• **Task requirements**
Using the data that follows, return exactly the lines from the one that contains "Where can the white bowl" through the one that contains "Where can the red", ends included.

• **Task data**
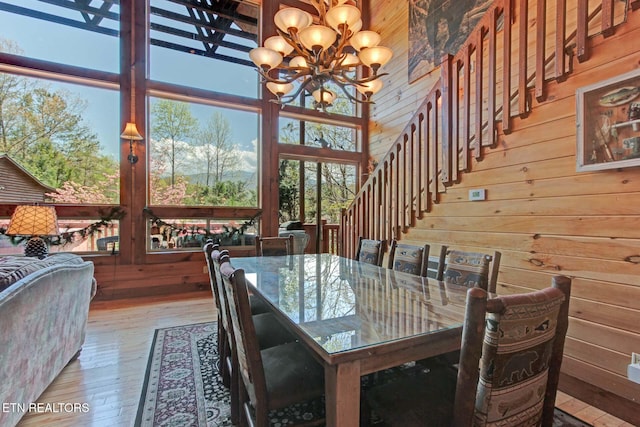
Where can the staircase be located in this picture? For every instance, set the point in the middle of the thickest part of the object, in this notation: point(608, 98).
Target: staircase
point(504, 63)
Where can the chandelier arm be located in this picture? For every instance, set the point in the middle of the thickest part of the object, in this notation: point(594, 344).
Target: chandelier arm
point(360, 82)
point(289, 98)
point(293, 43)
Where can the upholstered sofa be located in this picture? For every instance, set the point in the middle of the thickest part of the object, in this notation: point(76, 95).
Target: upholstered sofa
point(44, 307)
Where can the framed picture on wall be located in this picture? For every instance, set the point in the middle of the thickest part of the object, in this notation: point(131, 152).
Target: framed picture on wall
point(608, 123)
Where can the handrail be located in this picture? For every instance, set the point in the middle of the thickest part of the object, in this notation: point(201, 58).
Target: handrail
point(453, 123)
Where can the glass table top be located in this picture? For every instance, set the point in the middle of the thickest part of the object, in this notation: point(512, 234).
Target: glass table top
point(344, 305)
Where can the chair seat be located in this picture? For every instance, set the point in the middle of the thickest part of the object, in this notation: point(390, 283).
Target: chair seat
point(258, 305)
point(270, 332)
point(291, 375)
point(418, 398)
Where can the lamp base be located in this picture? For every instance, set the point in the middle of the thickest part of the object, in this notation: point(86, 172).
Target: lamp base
point(36, 247)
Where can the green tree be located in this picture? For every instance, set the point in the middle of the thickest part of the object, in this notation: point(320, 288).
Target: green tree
point(172, 121)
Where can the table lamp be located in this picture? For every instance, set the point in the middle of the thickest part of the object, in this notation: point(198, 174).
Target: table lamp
point(34, 221)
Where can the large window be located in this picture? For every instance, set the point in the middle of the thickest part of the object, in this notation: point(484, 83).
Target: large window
point(206, 48)
point(202, 155)
point(83, 34)
point(59, 142)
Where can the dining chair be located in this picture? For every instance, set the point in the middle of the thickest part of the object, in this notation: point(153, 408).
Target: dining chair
point(408, 258)
point(469, 269)
point(370, 251)
point(272, 378)
point(274, 246)
point(208, 248)
point(435, 264)
point(269, 332)
point(508, 371)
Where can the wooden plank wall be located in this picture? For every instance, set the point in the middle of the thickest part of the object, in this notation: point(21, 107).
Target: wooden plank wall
point(543, 216)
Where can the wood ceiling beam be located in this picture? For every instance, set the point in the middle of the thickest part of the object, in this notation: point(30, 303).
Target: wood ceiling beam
point(185, 19)
point(233, 15)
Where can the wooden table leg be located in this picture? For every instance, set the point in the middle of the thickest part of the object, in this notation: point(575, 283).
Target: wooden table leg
point(342, 394)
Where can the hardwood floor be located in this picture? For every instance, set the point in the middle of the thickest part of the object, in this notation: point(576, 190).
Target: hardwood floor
point(109, 373)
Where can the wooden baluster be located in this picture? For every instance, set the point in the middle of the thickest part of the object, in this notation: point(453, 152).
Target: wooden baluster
point(582, 30)
point(434, 148)
point(523, 105)
point(399, 199)
point(477, 150)
point(445, 84)
point(427, 159)
point(607, 18)
point(507, 14)
point(491, 78)
point(413, 169)
point(405, 185)
point(541, 36)
point(455, 121)
point(419, 168)
point(385, 201)
point(390, 186)
point(466, 124)
point(561, 34)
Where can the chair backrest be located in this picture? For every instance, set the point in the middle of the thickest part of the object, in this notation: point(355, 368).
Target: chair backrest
point(408, 258)
point(218, 257)
point(470, 269)
point(247, 348)
point(370, 251)
point(435, 264)
point(520, 356)
point(274, 246)
point(208, 250)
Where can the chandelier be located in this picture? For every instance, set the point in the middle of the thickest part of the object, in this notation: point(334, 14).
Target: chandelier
point(316, 54)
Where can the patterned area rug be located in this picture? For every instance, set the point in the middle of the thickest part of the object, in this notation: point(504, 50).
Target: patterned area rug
point(182, 385)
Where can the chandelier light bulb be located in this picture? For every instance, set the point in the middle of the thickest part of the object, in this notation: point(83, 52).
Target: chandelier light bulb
point(339, 16)
point(279, 89)
point(279, 44)
point(329, 49)
point(292, 17)
point(365, 39)
point(317, 37)
point(370, 88)
point(350, 60)
point(375, 57)
point(298, 61)
point(324, 97)
point(265, 58)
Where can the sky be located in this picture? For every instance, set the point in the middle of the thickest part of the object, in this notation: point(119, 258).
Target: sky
point(67, 45)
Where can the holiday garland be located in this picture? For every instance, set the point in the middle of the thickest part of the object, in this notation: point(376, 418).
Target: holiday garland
point(106, 221)
point(229, 232)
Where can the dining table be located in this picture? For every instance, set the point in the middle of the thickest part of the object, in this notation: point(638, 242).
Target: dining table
point(356, 318)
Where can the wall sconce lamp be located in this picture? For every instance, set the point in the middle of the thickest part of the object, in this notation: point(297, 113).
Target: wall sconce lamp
point(131, 133)
point(34, 221)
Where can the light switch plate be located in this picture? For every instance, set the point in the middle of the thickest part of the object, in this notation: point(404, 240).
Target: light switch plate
point(477, 194)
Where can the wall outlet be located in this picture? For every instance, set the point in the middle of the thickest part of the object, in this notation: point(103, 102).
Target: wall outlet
point(477, 194)
point(633, 372)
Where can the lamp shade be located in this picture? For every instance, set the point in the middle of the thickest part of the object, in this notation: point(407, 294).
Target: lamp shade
point(265, 58)
point(280, 89)
point(365, 39)
point(342, 15)
point(279, 44)
point(131, 132)
point(33, 220)
point(376, 56)
point(317, 36)
point(324, 96)
point(291, 17)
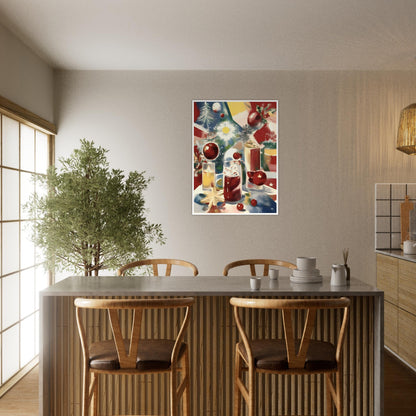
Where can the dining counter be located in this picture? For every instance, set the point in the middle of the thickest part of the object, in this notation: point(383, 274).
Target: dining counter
point(211, 336)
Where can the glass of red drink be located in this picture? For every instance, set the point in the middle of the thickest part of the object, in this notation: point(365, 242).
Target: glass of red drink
point(232, 181)
point(252, 160)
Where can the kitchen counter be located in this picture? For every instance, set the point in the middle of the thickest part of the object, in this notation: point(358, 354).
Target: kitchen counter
point(398, 254)
point(200, 286)
point(212, 335)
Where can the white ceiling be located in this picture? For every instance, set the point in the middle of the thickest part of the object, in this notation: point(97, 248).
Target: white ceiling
point(217, 34)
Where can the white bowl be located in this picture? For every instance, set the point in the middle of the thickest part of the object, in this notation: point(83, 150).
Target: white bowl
point(305, 273)
point(306, 263)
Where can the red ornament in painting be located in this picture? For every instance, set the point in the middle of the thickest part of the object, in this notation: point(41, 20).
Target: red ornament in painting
point(259, 178)
point(254, 118)
point(265, 134)
point(211, 150)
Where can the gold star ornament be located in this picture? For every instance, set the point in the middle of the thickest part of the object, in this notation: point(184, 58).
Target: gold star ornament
point(213, 197)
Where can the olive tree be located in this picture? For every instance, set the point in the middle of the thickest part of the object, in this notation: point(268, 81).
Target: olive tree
point(91, 217)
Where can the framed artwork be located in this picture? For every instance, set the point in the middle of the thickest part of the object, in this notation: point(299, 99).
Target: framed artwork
point(235, 157)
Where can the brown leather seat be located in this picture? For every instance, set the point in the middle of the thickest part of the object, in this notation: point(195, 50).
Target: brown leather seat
point(128, 353)
point(285, 354)
point(152, 355)
point(270, 354)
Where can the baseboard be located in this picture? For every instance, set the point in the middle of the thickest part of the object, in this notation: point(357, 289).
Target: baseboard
point(18, 376)
point(400, 359)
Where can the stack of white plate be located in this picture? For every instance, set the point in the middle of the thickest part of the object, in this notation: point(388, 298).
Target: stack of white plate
point(306, 271)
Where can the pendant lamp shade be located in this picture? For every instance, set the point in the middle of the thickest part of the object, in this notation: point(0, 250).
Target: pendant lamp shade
point(406, 136)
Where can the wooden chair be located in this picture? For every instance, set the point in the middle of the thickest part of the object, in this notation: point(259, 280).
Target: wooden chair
point(252, 263)
point(155, 263)
point(132, 355)
point(289, 355)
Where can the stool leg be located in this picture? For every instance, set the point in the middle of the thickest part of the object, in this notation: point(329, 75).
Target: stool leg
point(328, 393)
point(85, 391)
point(173, 397)
point(237, 376)
point(339, 388)
point(186, 392)
point(94, 382)
point(251, 392)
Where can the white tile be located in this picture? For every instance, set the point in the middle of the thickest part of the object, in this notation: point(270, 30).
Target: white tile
point(383, 240)
point(395, 207)
point(411, 190)
point(398, 191)
point(395, 225)
point(383, 224)
point(396, 240)
point(382, 191)
point(382, 208)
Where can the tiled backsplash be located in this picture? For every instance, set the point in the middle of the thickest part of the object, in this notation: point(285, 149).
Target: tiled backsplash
point(389, 196)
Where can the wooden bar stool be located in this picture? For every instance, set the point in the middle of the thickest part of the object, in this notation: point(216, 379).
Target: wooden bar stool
point(130, 354)
point(155, 263)
point(290, 354)
point(253, 262)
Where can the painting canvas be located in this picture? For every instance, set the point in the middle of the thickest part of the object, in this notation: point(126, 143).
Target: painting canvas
point(235, 157)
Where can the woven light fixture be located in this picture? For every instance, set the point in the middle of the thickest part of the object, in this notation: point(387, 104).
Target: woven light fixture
point(406, 136)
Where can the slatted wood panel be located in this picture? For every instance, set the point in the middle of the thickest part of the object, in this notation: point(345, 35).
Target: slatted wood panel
point(212, 336)
point(388, 277)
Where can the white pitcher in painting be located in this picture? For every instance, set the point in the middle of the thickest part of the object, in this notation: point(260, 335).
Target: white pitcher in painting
point(338, 275)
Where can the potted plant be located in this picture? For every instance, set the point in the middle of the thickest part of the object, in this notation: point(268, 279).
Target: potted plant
point(91, 218)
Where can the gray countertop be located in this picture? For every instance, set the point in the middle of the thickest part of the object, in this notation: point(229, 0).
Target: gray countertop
point(201, 286)
point(398, 254)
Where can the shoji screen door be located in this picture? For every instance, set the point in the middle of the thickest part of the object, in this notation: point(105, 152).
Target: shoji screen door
point(25, 152)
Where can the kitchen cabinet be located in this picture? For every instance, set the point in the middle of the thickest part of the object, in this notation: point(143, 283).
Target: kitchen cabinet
point(396, 276)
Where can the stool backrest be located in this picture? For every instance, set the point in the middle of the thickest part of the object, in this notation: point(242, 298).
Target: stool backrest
point(155, 263)
point(296, 356)
point(127, 357)
point(253, 262)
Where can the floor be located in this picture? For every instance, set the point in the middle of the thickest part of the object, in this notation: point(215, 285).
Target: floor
point(399, 392)
point(22, 399)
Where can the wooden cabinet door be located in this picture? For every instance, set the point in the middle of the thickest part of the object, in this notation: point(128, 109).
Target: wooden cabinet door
point(387, 277)
point(407, 286)
point(391, 324)
point(407, 337)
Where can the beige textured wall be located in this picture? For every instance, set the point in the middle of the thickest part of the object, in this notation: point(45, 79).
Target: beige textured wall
point(336, 140)
point(25, 78)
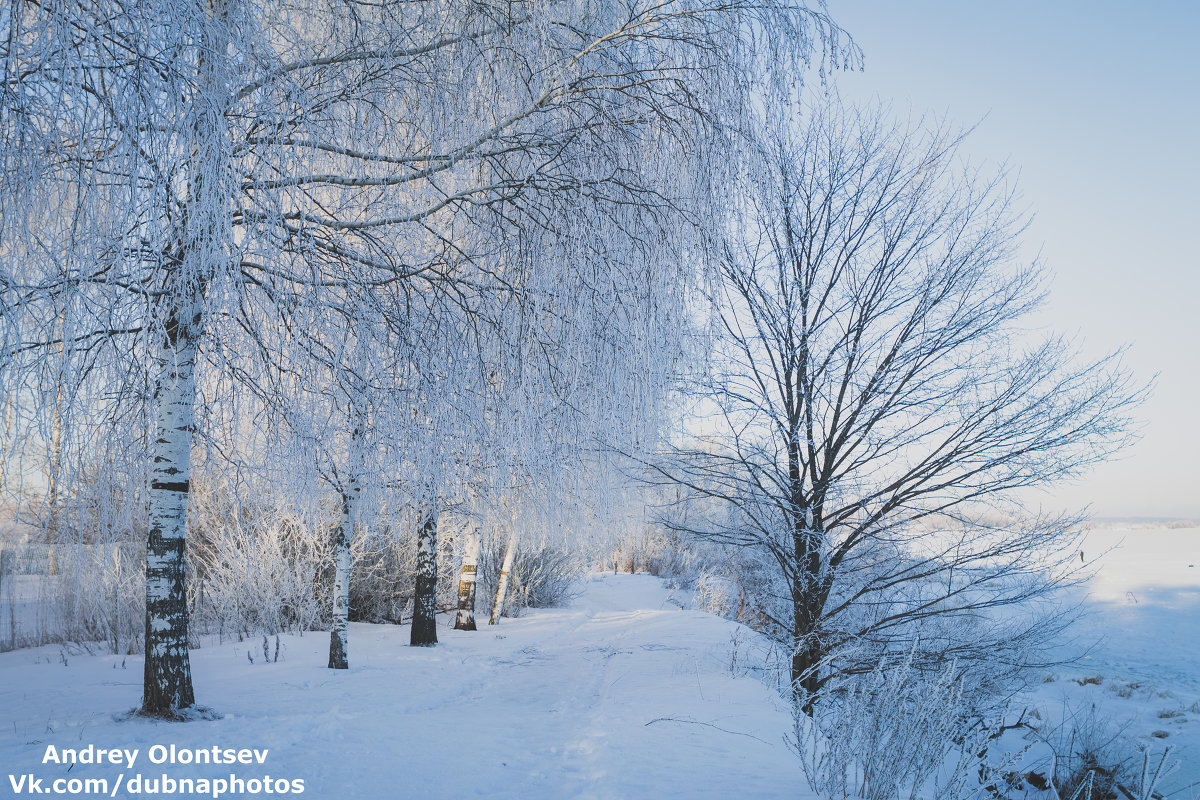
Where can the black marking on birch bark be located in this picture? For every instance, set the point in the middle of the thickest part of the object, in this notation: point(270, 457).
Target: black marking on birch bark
point(425, 630)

• **Response to the exercise**
Where can the white bowl be located in this picture? For every instance, set the point in the middle of the thickest part of the object, in this notation: point(83, 150).
Target: white bowl
point(305, 273)
point(306, 263)
Where can the red ornament in painting be located in this picture? For every instance, set the point in the middle of the thickest part of the object, in this notation: point(41, 20).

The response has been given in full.